What to work on >>
Please return every line in the entries below that contains the word "wolf". Uppercase and lowercase count as different.

Stored records >>
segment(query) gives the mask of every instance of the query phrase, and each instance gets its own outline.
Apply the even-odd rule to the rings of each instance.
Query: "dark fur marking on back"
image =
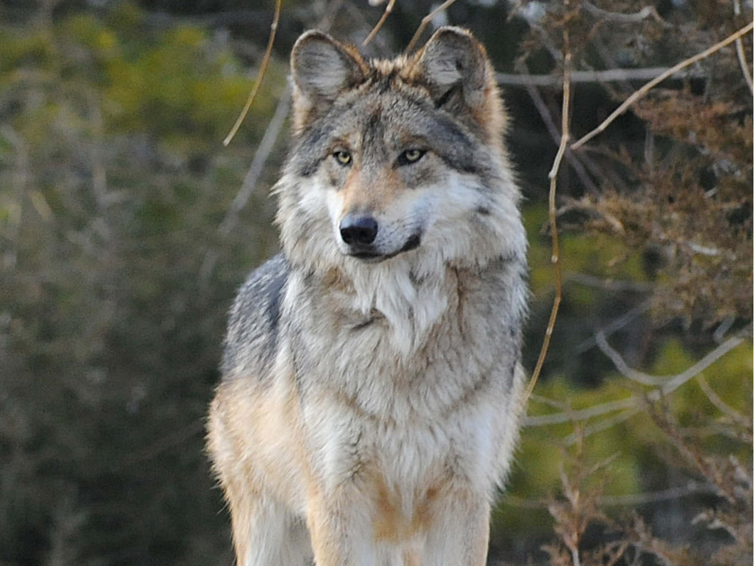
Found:
[[[231,309],[223,355],[223,373],[230,377],[240,364],[259,370],[272,363],[278,347],[280,307],[290,268],[279,254],[255,269],[242,287]],[[244,359],[240,345],[252,345],[257,359]],[[263,371],[260,375],[264,374]]]

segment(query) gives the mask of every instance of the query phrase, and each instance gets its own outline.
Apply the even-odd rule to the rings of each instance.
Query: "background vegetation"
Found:
[[[273,20],[272,2],[250,4],[0,5],[0,564],[232,563],[203,419],[235,289],[277,246],[288,53],[316,26],[361,42],[384,9],[285,2],[223,147]],[[365,53],[401,51],[430,11],[398,0]],[[577,139],[752,17],[729,0],[458,0],[424,32],[470,28],[501,73],[531,241],[530,370],[556,292],[564,54]],[[752,562],[742,39],[744,66],[732,44],[565,154],[562,300],[492,563]]]

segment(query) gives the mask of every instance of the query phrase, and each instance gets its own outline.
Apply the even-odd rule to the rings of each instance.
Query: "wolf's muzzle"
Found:
[[[355,248],[366,248],[378,235],[378,220],[369,214],[348,214],[338,226],[344,243]]]

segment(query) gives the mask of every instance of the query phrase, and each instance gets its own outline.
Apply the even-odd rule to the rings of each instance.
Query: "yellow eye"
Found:
[[[338,161],[339,165],[344,165],[345,167],[351,163],[351,154],[344,149],[339,149],[337,152],[334,152],[333,157],[334,157],[335,160]]]
[[[400,155],[399,155],[399,163],[402,165],[415,163],[416,161],[418,161],[424,154],[425,152],[424,149],[418,149],[416,148],[405,149]]]

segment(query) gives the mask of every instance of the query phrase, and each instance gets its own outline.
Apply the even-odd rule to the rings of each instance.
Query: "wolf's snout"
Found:
[[[368,214],[349,214],[339,226],[341,239],[349,245],[366,246],[378,235],[378,221]]]

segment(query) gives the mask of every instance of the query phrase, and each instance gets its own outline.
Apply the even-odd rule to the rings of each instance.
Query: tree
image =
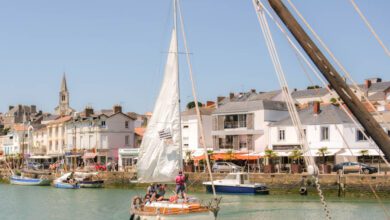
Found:
[[[321,88],[320,86],[318,85],[314,85],[314,86],[308,86],[307,89],[319,89]]]
[[[269,148],[266,148],[264,150],[264,157],[268,159],[270,164],[273,164],[273,158],[275,158],[277,156],[278,156],[278,154],[274,150],[271,150]]]
[[[368,150],[361,150],[360,155],[363,158],[363,163],[365,162],[365,157],[368,156]]]
[[[302,151],[294,148],[294,150],[291,151],[290,158],[292,161],[294,161],[296,164],[300,164],[300,160],[302,159]]]
[[[318,155],[320,155],[322,157],[322,164],[325,165],[325,157],[327,154],[329,154],[329,151],[328,151],[328,147],[321,147],[318,149],[318,152],[317,152]]]
[[[203,104],[202,104],[201,102],[198,102],[198,105],[199,105],[199,107],[202,107],[202,106],[203,106]],[[195,102],[194,102],[194,101],[189,102],[189,103],[187,104],[187,109],[192,109],[192,108],[195,108]]]

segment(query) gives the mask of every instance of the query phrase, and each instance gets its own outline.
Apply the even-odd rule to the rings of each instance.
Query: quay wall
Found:
[[[0,181],[7,182],[9,172],[0,169]],[[186,173],[188,175],[188,187],[199,188],[202,187],[202,182],[210,181],[207,173]],[[214,179],[222,179],[227,174],[215,173]],[[61,176],[60,173],[54,174],[53,179]],[[132,172],[100,172],[99,176],[105,181],[107,186],[123,186],[136,187],[143,186],[131,180],[136,180],[136,173]],[[310,186],[314,179],[305,174],[250,174],[251,182],[265,183],[270,188],[278,189],[297,189],[302,183]],[[342,183],[349,189],[365,189],[370,190],[371,185],[376,190],[390,190],[390,175],[385,174],[346,174],[339,176],[338,174],[321,174],[319,175],[319,182],[323,189],[338,189],[339,183]]]

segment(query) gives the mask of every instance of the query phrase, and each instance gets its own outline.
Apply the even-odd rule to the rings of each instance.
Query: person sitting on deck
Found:
[[[186,177],[183,174],[183,171],[179,171],[179,175],[176,176],[176,194],[181,195],[181,198],[184,201],[187,201],[187,194],[185,193],[186,189]]]
[[[158,185],[158,187],[157,187],[157,194],[156,194],[157,201],[164,200],[164,195],[165,195],[166,188],[167,188],[167,184],[160,184],[160,185]]]
[[[150,186],[148,186],[148,189],[146,190],[146,195],[150,196],[151,201],[154,201],[156,199],[157,187],[154,183],[151,183]]]

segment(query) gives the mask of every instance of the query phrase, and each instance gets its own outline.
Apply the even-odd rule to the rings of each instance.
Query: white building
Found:
[[[328,148],[328,156],[337,156],[336,163],[344,161],[344,157],[355,160],[352,157],[360,156],[361,150],[369,150],[371,156],[379,155],[376,146],[370,145],[338,106],[320,106],[319,103],[314,103],[301,110],[299,118],[312,156],[318,156],[318,149],[322,147]],[[270,130],[271,149],[288,155],[294,148],[299,148],[301,141],[290,117],[272,123]]]
[[[262,152],[269,144],[269,124],[288,115],[284,102],[232,101],[213,114],[213,148],[216,151]]]
[[[213,141],[211,136],[212,117],[211,113],[214,111],[212,108],[200,108],[200,114],[202,118],[202,126],[205,135],[205,144],[207,148],[213,147]],[[195,151],[203,149],[201,142],[201,131],[199,126],[199,120],[196,115],[195,108],[182,112],[181,114],[181,127],[182,127],[182,145],[183,152]]]
[[[134,119],[122,113],[121,106],[98,114],[86,108],[66,123],[65,134],[68,152],[89,153],[105,163],[117,159],[119,148],[134,147]]]

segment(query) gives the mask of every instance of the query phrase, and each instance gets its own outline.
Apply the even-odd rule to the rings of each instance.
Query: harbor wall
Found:
[[[193,188],[202,187],[202,182],[210,181],[207,173],[186,173],[188,175],[187,185]],[[222,179],[227,174],[215,173],[214,180]],[[53,179],[61,176],[60,173],[54,174]],[[134,183],[136,173],[131,172],[100,172],[99,176],[105,181],[107,186],[118,187],[134,187],[143,186],[143,184]],[[9,172],[0,170],[0,180],[6,182],[9,177]],[[305,174],[250,174],[251,182],[264,183],[268,187],[278,189],[297,189],[302,184],[310,186],[314,183],[314,179]],[[369,190],[370,185],[376,190],[390,190],[390,175],[385,174],[321,174],[319,182],[323,189],[338,189],[339,183],[342,183],[348,189]]]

Task response >>
Query: "wolf's muzzle"
Query: "wolf's snout"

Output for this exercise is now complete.